--- start ---
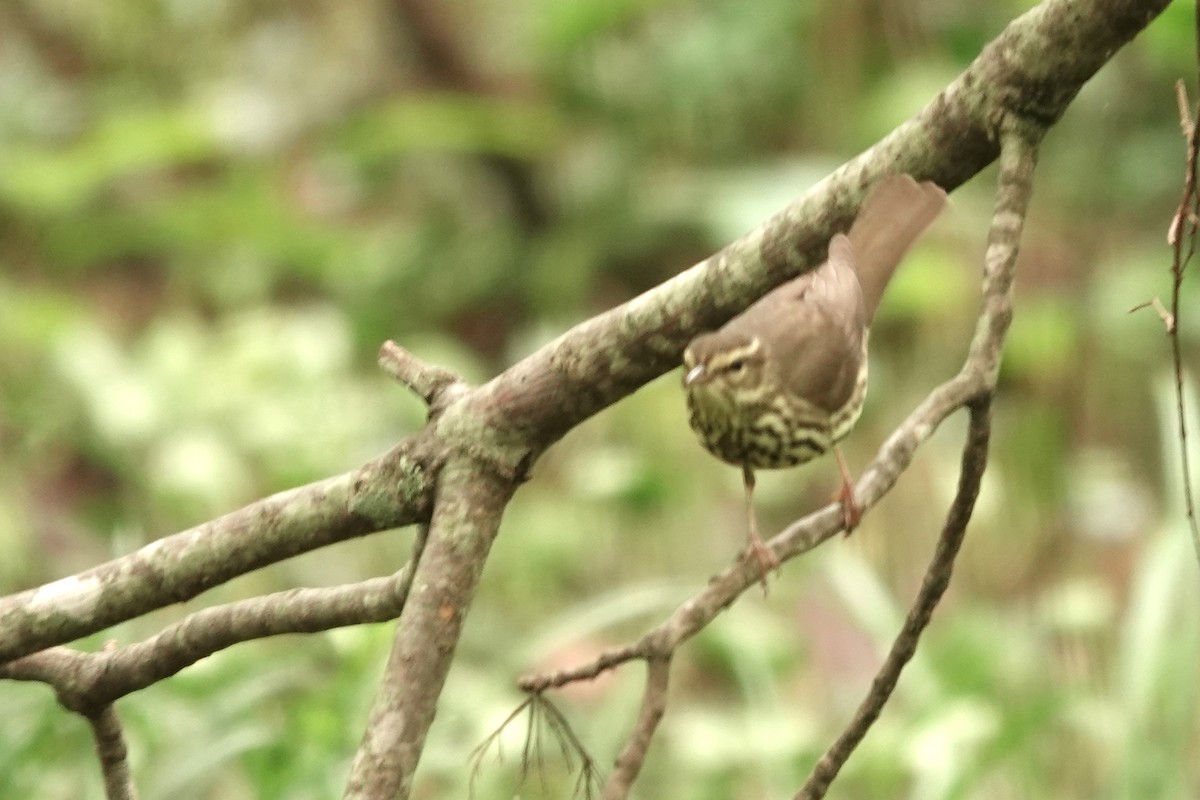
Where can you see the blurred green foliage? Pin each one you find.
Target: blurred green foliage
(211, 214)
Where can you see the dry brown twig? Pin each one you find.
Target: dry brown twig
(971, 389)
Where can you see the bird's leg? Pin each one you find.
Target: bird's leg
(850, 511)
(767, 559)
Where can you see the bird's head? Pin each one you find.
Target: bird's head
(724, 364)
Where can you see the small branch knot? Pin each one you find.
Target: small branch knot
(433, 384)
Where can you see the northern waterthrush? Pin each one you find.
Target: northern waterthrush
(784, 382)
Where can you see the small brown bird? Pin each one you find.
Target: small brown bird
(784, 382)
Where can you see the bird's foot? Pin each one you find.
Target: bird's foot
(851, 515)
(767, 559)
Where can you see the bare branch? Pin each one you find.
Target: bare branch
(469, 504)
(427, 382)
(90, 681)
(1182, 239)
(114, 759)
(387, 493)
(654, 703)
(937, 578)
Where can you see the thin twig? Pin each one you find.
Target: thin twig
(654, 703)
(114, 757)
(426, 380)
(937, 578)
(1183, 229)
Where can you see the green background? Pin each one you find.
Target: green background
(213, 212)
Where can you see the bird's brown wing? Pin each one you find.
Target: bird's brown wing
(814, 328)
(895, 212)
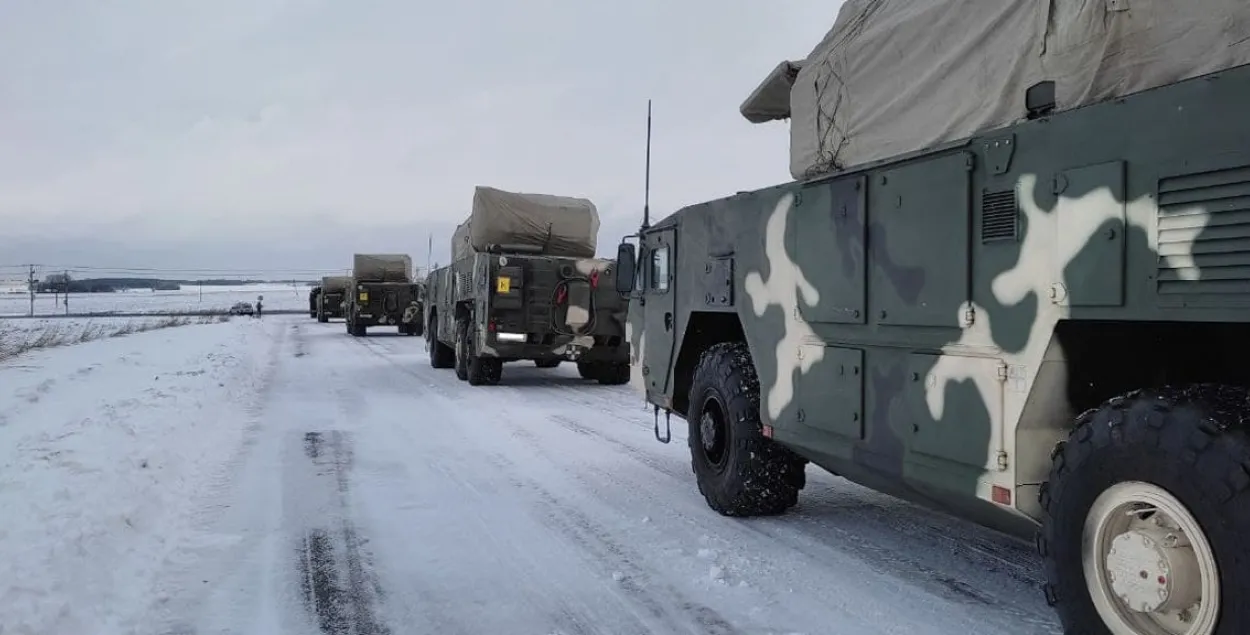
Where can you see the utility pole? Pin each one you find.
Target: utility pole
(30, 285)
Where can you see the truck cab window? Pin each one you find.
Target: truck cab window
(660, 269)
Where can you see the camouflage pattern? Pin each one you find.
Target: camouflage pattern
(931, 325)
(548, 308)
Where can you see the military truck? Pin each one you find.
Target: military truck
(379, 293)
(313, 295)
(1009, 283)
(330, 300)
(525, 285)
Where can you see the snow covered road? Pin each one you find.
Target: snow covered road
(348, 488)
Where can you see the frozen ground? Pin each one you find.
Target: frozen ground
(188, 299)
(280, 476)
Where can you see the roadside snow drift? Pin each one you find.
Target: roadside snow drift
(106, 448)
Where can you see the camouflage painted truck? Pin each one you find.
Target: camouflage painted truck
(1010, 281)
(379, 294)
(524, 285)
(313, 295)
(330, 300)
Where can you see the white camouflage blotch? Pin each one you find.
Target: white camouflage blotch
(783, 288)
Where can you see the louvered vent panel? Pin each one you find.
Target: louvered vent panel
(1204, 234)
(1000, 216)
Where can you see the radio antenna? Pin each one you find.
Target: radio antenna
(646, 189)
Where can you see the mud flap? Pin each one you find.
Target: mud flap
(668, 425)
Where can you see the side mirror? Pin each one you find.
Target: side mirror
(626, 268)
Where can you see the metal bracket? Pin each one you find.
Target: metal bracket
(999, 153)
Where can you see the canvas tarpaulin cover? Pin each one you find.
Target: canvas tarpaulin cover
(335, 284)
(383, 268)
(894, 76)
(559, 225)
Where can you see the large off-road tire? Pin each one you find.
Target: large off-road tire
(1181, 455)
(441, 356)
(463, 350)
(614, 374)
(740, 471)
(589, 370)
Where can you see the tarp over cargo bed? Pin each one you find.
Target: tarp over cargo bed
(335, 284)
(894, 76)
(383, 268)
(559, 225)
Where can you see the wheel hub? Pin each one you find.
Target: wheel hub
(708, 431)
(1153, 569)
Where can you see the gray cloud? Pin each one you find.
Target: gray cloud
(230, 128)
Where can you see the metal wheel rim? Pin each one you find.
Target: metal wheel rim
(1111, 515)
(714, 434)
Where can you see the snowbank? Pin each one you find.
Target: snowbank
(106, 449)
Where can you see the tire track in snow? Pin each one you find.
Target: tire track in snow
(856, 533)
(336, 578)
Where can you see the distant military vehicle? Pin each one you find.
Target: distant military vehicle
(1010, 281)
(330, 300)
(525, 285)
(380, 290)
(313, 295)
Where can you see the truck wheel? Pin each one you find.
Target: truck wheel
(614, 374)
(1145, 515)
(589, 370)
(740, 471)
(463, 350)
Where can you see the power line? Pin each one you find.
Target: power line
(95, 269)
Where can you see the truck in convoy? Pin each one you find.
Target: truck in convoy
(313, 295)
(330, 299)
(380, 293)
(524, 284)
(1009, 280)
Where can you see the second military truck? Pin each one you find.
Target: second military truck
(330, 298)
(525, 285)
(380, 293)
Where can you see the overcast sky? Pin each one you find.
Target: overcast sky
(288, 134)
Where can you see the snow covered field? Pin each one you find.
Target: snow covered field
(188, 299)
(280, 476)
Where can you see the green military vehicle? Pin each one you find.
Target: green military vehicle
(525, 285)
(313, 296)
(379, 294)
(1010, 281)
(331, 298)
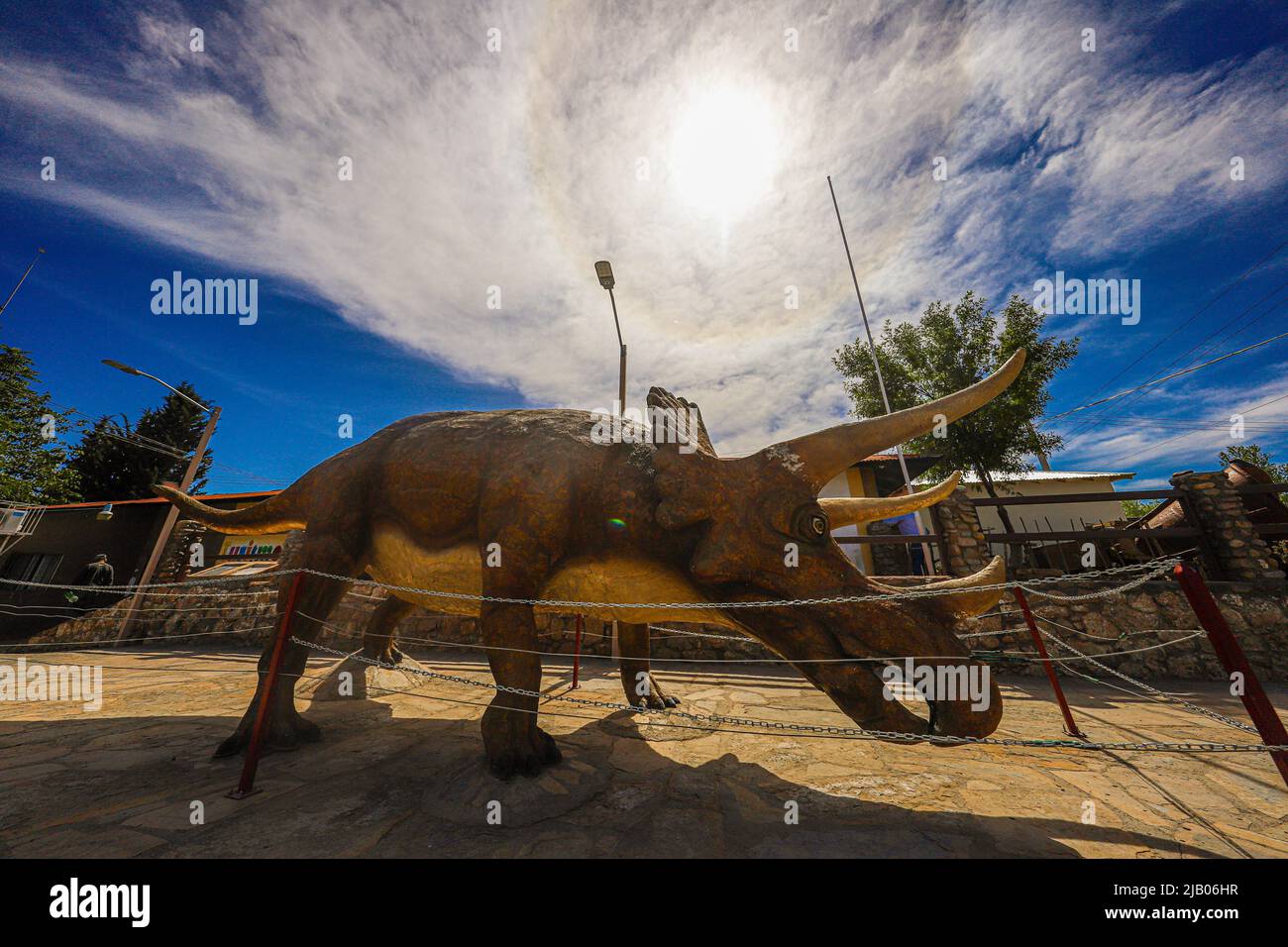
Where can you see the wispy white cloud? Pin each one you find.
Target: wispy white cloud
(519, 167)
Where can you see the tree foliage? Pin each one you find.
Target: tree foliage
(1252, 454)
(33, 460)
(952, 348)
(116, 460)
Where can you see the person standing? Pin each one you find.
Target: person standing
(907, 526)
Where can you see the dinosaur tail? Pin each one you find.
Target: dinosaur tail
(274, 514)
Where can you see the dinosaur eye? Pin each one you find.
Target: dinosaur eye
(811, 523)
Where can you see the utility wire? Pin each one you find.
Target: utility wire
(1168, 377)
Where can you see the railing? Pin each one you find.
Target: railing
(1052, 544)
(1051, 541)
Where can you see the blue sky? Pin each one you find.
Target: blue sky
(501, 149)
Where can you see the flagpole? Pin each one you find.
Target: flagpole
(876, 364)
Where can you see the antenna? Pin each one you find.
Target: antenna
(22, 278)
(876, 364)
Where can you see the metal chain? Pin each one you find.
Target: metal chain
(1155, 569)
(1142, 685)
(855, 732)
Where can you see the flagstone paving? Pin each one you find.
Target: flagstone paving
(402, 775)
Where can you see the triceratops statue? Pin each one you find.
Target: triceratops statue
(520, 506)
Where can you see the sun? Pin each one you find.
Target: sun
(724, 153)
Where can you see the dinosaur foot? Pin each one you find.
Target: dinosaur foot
--- end ---
The problem =>
Pictures are excluded; repeat every record exactly.

Response below =>
Where can you see the blurred green foliage? Pin each one you find.
Target: blurred green foliage
(211, 214)
Where can you see the dry brown twig? Pin each one you find.
Target: dry brown twig
(971, 389)
Where can you see the bird's leg? Pin each one you find.
Target: bird's leg
(850, 511)
(767, 559)
Where can you see the bird's head? Pin each one you find.
Target: bird's head
(724, 364)
Where can you see the small branch knot? Pin each one you find.
Target: small branch knot
(433, 384)
Where can you see the northern waterthrush? Pin each one you find.
Target: northern waterthrush
(784, 382)
Where can you see the small brown bird? Pin each one you find.
Target: small brown bird
(784, 382)
Where can you see the bird's foot? Pin each one you find.
Target: bird's foot
(851, 515)
(767, 559)
Where can you see the bare branch? Pin each one you find.
Target: bare branch
(469, 504)
(427, 382)
(90, 681)
(1182, 239)
(114, 759)
(387, 493)
(654, 703)
(937, 578)
Where can you see the thin twig? Pin each one you find.
Target: thin twig
(654, 703)
(114, 757)
(426, 380)
(937, 578)
(1183, 229)
Where can you see the green background? Pin each one you find.
Target: green background
(213, 212)
Where can you see the bird's brown wing? Pin each one you find.
Target: bird's brown wing
(814, 328)
(895, 212)
Where can you see the utility pole? Pin each one you find.
Target: utility pole
(30, 285)
Where can you see the truck cab window? Pin each one you find.
Target: truck cab window
(660, 269)
Where can you see the camouflage pattern? Pin each one you find.
Target: camouflage pattern
(931, 325)
(548, 308)
Where can you see the military truck? Pin each one you find.
Target: military truck
(379, 293)
(313, 295)
(1009, 283)
(330, 300)
(525, 285)
Where can you see the snow covered road? Pin each one you find.
Target: snow covered road
(348, 488)
Where can you see the frozen ground? Pin each one you find.
Target: frozen ground
(188, 299)
(280, 476)
Where can you see the roadside snow drift? Pin each one you find.
Target: roadside snow drift
(106, 448)
Where can you see the camouflage painted truck? Pin each one you find.
Target: camouflage painted truck
(1010, 281)
(379, 294)
(524, 285)
(313, 295)
(330, 300)
Where can you see the white camouflage blotch? Pin each one you find.
Target: white camouflage blotch
(783, 288)
Where can you see the louvered vent panel? Pin each one you find.
Target: louvered vent panel
(1204, 234)
(1000, 216)
Where can you see the radio antenna? Pin each one you find.
Target: radio antenna
(646, 189)
Where can you see the mud flap? Pin each one you find.
Target: mud flap
(668, 425)
Where can you see the side mirror? Pin each one you find.
Target: side mirror
(626, 268)
Where can you see the metal bracket? Pin each one you find.
Target: metal bracket
(999, 153)
Where can you see the canvas tarpaulin cover? Pin each one you find.
Target: canvas tarpaulin cover
(335, 284)
(383, 268)
(894, 76)
(559, 225)
Where can you see the large off-road tire? Pin each one you find.
Target: large off-road tire
(1181, 455)
(441, 356)
(463, 350)
(614, 374)
(740, 471)
(589, 370)
Where can you see the tarp over cargo bed? Pin each one you find.
Target: tarp over cargo bed
(335, 284)
(894, 76)
(383, 268)
(559, 225)
Where can you see the wheel hub? Pin each one you find.
Target: wheel hub
(708, 431)
(1153, 569)
Where can you see the gray cloud? Pin each one you find.
Target: gray cloud
(230, 128)
Where can you see the metal wheel rim? Pin each one you find.
Target: metal wheel rim
(1111, 515)
(714, 434)
Where can you see the snowbank? Pin each one you find.
Target: snowbank
(106, 449)
Where can you see the tire track in snow? Pin each one you find.
Target: tire track in snow
(856, 533)
(336, 578)
Where can you see the distant military vehicle? Pin each one you find.
Target: distant military vehicle
(1010, 281)
(330, 300)
(525, 285)
(380, 290)
(313, 295)
Where can you see the truck wheel? Pin each one you find.
Target: truck wheel
(614, 374)
(1145, 515)
(589, 370)
(740, 471)
(463, 350)
Where can you see the power line? Pin each one you find.
Target: power line
(95, 269)
Where can you see the truck in convoy? Pin each one you find.
Target: truck in convoy
(313, 295)
(330, 299)
(380, 293)
(524, 284)
(1009, 280)
Where can you see the second military truck? Pin each one you find.
Target: second military truck
(330, 298)
(525, 285)
(380, 293)
Where can you see the overcast sky? Pin each one you find.
Target: overcast sky
(288, 134)
Where can you see the snow covered field? Pin each one you find.
Target: snow covered field
(188, 299)
(280, 476)
Where can you see the green military vehicle? Pin each one you find.
Target: green military vehicle
(525, 285)
(313, 296)
(379, 294)
(1010, 281)
(331, 298)
Where can you see the wispy white cloud? Pin each one you find.
Target: wispy white cloud
(519, 167)
Where can you see the tree foliage? Pin each one you find.
Target: tree foliage
(1252, 454)
(33, 460)
(952, 348)
(116, 460)
Where can you see the person standing? Pin each one you find.
Target: person standing
(907, 526)
Where can you see the dinosaur tail? Pin each one you find.
Target: dinosaur tail
(274, 514)
Where can you see the dinosaur eye? Pin each one you find.
Target: dinosaur eye
(811, 523)
Where can you see the utility wire? Pin each one you find.
Target: utility wire
(1168, 377)
Where can you see the railing? Pin each one you find.
Target: railing
(1052, 544)
(1051, 541)
Where can you see the blue sky? Pin each one you find.
Target: blue sky
(501, 149)
Where can you see the flagpole? Pin each one you find.
Target: flagpole
(876, 364)
Where can you see the antenna? Pin each one you find.
Target: antenna
(22, 278)
(876, 364)
Where can you see the metal chain? Pin each one you find.
Target: metal chain
(1155, 569)
(1142, 685)
(855, 732)
Where can you see the flagstone paving? Pin each one you find.
Target: flagstone paving
(402, 775)
Where can you see the triceratops statue? Pin each one you find.
Target: triceratops statue
(520, 506)
Where can you see the sun? Pin each one you find.
Target: sun
(724, 153)
Where can you see the dinosaur foot? Pin each one you find.
Target: dinosaur foot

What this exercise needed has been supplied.